* WHAT NEEDS TO BE DONE:
Please restate exactly the lines from the one holding "Query: chestnut horse" to the end of the material, including both ends and excluding every picture.

◇ ◇ ◇ ◇ ◇

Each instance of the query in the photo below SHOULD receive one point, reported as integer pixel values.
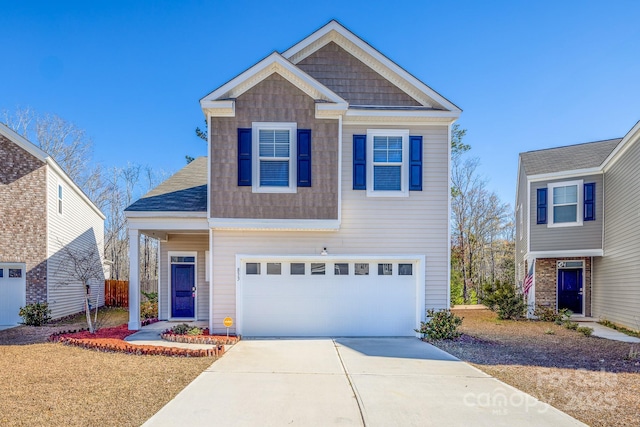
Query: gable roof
(220, 102)
(184, 191)
(567, 158)
(39, 154)
(336, 32)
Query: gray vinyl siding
(80, 229)
(522, 207)
(184, 243)
(587, 236)
(414, 225)
(616, 285)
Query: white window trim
(60, 199)
(579, 201)
(404, 172)
(293, 156)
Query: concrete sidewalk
(350, 381)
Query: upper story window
(388, 170)
(274, 153)
(59, 199)
(565, 203)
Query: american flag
(528, 280)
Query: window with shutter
(274, 152)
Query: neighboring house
(322, 207)
(42, 212)
(578, 229)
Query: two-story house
(577, 228)
(44, 217)
(322, 207)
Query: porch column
(134, 280)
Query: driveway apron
(350, 381)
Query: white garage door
(321, 297)
(12, 293)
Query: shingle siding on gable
(23, 213)
(616, 289)
(274, 100)
(351, 79)
(587, 236)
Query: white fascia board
(565, 174)
(631, 136)
(185, 224)
(224, 108)
(392, 66)
(39, 154)
(283, 67)
(565, 253)
(403, 113)
(274, 224)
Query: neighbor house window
(565, 200)
(60, 199)
(388, 168)
(274, 154)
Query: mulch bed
(112, 340)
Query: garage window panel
(318, 268)
(341, 269)
(405, 269)
(361, 269)
(274, 268)
(253, 268)
(385, 269)
(297, 268)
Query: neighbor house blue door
(183, 290)
(570, 289)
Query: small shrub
(442, 325)
(571, 325)
(149, 310)
(150, 296)
(504, 300)
(37, 314)
(585, 330)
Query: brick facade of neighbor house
(547, 281)
(23, 216)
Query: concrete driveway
(350, 381)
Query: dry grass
(57, 385)
(590, 378)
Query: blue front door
(570, 289)
(183, 290)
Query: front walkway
(350, 381)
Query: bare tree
(83, 264)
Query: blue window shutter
(542, 205)
(415, 163)
(244, 156)
(304, 157)
(359, 162)
(590, 201)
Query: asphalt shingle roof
(570, 157)
(184, 191)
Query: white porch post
(134, 280)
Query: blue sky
(527, 74)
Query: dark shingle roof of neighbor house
(184, 191)
(570, 157)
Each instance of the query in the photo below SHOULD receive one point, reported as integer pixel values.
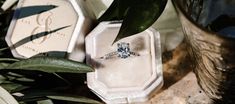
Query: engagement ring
(123, 51)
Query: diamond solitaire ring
(123, 51)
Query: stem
(8, 59)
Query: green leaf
(78, 99)
(116, 11)
(3, 65)
(8, 59)
(141, 16)
(51, 65)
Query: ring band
(123, 51)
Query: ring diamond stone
(123, 51)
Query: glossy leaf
(78, 99)
(3, 65)
(116, 11)
(51, 65)
(8, 59)
(141, 16)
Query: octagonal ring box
(123, 80)
(55, 27)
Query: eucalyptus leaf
(8, 59)
(116, 11)
(51, 65)
(141, 16)
(78, 99)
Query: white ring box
(55, 26)
(117, 80)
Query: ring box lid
(41, 26)
(127, 80)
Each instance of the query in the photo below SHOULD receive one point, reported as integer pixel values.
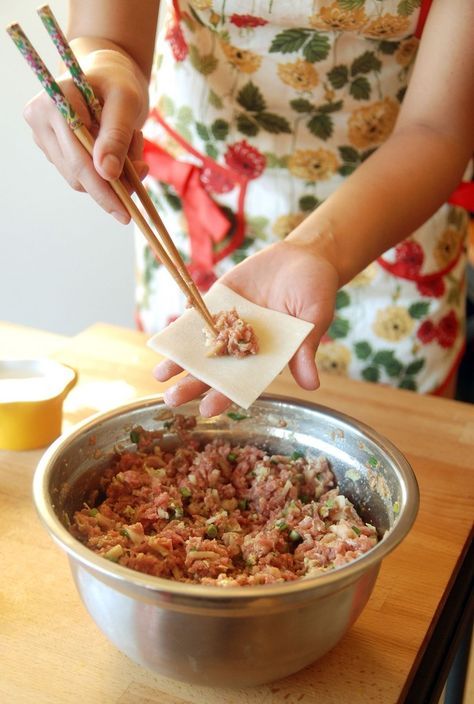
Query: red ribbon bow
(206, 222)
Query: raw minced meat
(234, 336)
(223, 514)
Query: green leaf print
(360, 88)
(415, 367)
(419, 310)
(394, 368)
(338, 328)
(388, 47)
(215, 100)
(202, 131)
(317, 48)
(185, 115)
(349, 154)
(407, 7)
(204, 63)
(371, 374)
(220, 129)
(342, 299)
(301, 105)
(250, 98)
(275, 124)
(211, 151)
(363, 350)
(365, 155)
(321, 126)
(308, 203)
(289, 40)
(408, 383)
(331, 107)
(246, 125)
(338, 76)
(351, 4)
(365, 63)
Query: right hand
(122, 90)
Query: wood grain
(52, 652)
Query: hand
(286, 277)
(116, 81)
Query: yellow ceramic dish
(31, 401)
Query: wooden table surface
(51, 652)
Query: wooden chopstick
(174, 264)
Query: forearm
(129, 27)
(386, 199)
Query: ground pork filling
(234, 336)
(222, 514)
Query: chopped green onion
(237, 416)
(114, 553)
(211, 531)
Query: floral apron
(260, 110)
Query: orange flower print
(387, 27)
(335, 19)
(406, 51)
(286, 223)
(447, 246)
(300, 75)
(313, 165)
(371, 125)
(243, 60)
(334, 358)
(393, 323)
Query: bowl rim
(159, 585)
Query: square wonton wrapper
(240, 379)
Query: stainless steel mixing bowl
(237, 636)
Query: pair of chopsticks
(165, 250)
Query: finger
(135, 153)
(303, 364)
(166, 369)
(77, 167)
(116, 131)
(213, 404)
(184, 390)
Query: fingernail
(168, 398)
(121, 217)
(111, 164)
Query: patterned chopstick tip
(50, 86)
(69, 59)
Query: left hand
(286, 277)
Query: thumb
(115, 135)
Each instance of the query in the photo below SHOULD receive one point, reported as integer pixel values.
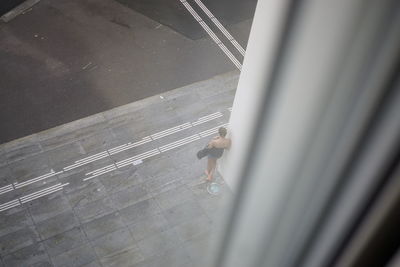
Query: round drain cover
(214, 189)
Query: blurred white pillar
(264, 37)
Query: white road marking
(127, 146)
(37, 179)
(212, 131)
(6, 189)
(141, 156)
(207, 118)
(111, 166)
(212, 34)
(86, 160)
(172, 130)
(137, 162)
(137, 159)
(180, 142)
(9, 205)
(42, 192)
(221, 27)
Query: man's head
(222, 131)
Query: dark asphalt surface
(68, 59)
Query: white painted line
(179, 143)
(37, 179)
(137, 162)
(43, 192)
(140, 159)
(110, 169)
(95, 156)
(207, 118)
(172, 130)
(211, 131)
(183, 140)
(221, 27)
(119, 149)
(9, 205)
(141, 156)
(87, 160)
(212, 34)
(6, 189)
(100, 173)
(41, 195)
(101, 169)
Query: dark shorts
(215, 153)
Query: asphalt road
(67, 59)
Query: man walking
(216, 148)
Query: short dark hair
(222, 131)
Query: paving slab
(86, 192)
(114, 243)
(121, 179)
(148, 226)
(33, 255)
(10, 223)
(28, 168)
(139, 210)
(191, 229)
(130, 196)
(103, 225)
(125, 258)
(183, 212)
(19, 239)
(94, 209)
(64, 242)
(176, 257)
(174, 197)
(47, 207)
(57, 225)
(159, 243)
(77, 256)
(142, 215)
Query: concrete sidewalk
(120, 188)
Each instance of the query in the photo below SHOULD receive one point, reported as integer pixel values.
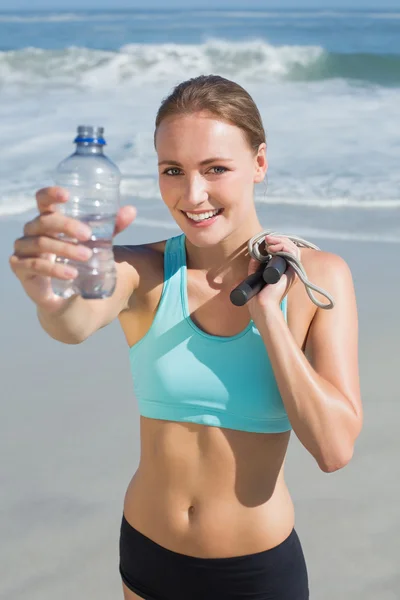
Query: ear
(261, 163)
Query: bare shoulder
(328, 271)
(332, 341)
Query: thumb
(254, 265)
(125, 216)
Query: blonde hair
(221, 97)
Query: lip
(205, 223)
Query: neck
(226, 263)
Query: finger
(37, 245)
(126, 215)
(25, 268)
(54, 224)
(48, 198)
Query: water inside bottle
(97, 276)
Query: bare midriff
(208, 491)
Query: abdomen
(210, 492)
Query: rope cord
(254, 244)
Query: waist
(205, 491)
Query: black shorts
(157, 573)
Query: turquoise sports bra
(181, 373)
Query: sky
(14, 5)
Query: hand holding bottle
(33, 261)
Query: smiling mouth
(197, 217)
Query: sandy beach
(69, 442)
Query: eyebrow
(203, 162)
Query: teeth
(202, 216)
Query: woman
(207, 515)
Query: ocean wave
(138, 63)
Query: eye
(166, 172)
(223, 170)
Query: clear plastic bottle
(92, 181)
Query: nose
(195, 191)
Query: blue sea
(327, 84)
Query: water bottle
(92, 181)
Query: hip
(156, 573)
(207, 524)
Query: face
(205, 166)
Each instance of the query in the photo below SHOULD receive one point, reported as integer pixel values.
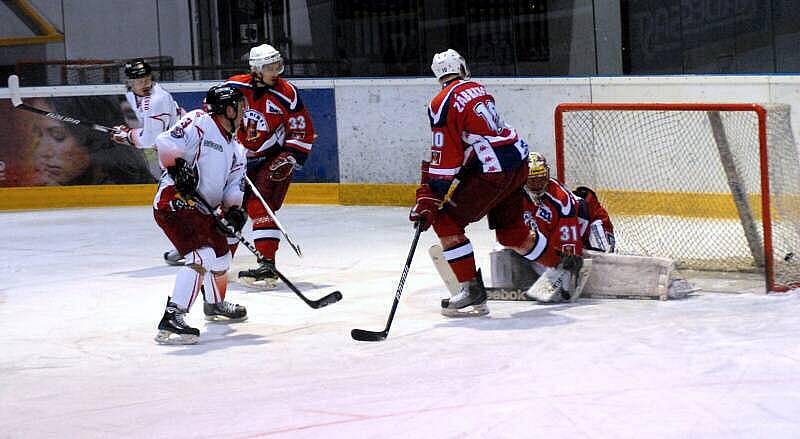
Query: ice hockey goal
(712, 186)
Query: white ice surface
(83, 290)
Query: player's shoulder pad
(438, 108)
(242, 81)
(160, 95)
(286, 94)
(561, 198)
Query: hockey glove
(184, 178)
(282, 166)
(236, 217)
(123, 134)
(427, 208)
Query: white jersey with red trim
(217, 158)
(465, 124)
(156, 113)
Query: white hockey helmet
(263, 55)
(449, 62)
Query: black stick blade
(327, 300)
(363, 335)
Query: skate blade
(223, 319)
(264, 284)
(166, 337)
(475, 311)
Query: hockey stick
(364, 335)
(324, 301)
(16, 100)
(294, 246)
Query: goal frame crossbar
(761, 114)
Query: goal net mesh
(686, 183)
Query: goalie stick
(272, 215)
(16, 101)
(364, 335)
(322, 302)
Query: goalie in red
(565, 224)
(277, 133)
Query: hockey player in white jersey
(203, 159)
(155, 108)
(156, 111)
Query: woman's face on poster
(58, 155)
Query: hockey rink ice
(83, 291)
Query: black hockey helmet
(137, 68)
(219, 97)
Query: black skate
(225, 311)
(472, 293)
(172, 257)
(173, 328)
(263, 276)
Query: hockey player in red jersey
(472, 144)
(552, 212)
(277, 133)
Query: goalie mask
(449, 62)
(263, 55)
(538, 175)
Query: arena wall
(373, 133)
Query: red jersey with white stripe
(276, 121)
(468, 131)
(556, 219)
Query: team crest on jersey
(213, 145)
(273, 109)
(544, 213)
(254, 122)
(436, 157)
(527, 218)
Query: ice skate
(263, 276)
(225, 312)
(172, 257)
(472, 294)
(173, 328)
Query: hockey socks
(462, 260)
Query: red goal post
(724, 175)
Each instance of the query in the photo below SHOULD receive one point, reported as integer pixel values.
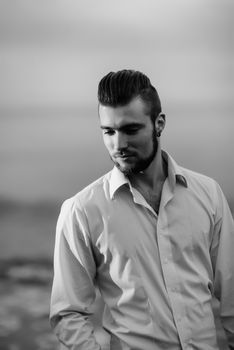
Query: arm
(73, 290)
(222, 254)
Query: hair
(119, 88)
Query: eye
(108, 132)
(131, 131)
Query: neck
(154, 175)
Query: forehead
(133, 112)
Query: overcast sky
(52, 55)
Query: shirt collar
(175, 175)
(175, 172)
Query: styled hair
(118, 88)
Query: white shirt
(156, 273)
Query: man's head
(118, 89)
(131, 119)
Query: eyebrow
(123, 127)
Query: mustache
(123, 154)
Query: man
(155, 238)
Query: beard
(142, 163)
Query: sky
(52, 56)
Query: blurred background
(52, 56)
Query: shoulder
(201, 184)
(93, 193)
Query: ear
(160, 122)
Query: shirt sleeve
(222, 255)
(73, 291)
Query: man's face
(129, 136)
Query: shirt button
(179, 318)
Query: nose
(120, 141)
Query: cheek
(107, 142)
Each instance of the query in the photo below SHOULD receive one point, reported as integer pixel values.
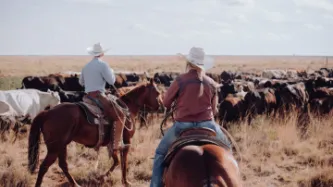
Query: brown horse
(201, 163)
(66, 123)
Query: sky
(167, 27)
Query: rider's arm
(170, 95)
(108, 74)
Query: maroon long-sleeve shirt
(189, 106)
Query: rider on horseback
(94, 76)
(196, 104)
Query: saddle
(193, 136)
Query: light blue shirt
(95, 74)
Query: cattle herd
(242, 95)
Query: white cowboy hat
(96, 50)
(198, 58)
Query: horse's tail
(34, 140)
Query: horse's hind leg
(115, 163)
(48, 161)
(63, 165)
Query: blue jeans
(170, 136)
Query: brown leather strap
(94, 93)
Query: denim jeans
(170, 136)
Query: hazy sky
(139, 27)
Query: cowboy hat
(198, 58)
(96, 50)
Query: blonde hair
(200, 74)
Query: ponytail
(200, 74)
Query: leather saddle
(93, 113)
(193, 136)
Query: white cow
(28, 102)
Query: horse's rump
(198, 159)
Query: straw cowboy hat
(96, 50)
(198, 58)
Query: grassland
(272, 152)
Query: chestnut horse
(66, 123)
(198, 165)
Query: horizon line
(294, 55)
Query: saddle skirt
(193, 136)
(93, 113)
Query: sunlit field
(272, 153)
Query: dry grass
(273, 154)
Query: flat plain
(272, 152)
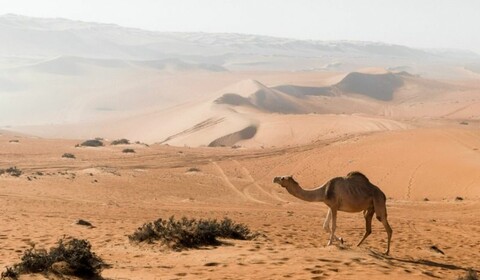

◇ ◇ ◇ ◇ ◇

* RESPONSE BELOW:
Query: chestnut horse
(66, 123)
(198, 165)
Query: horizon line
(294, 55)
Query: saddle skirt
(193, 136)
(93, 113)
Query: sunlit field
(272, 153)
Query: dry grass
(273, 154)
Query: flat plain
(272, 152)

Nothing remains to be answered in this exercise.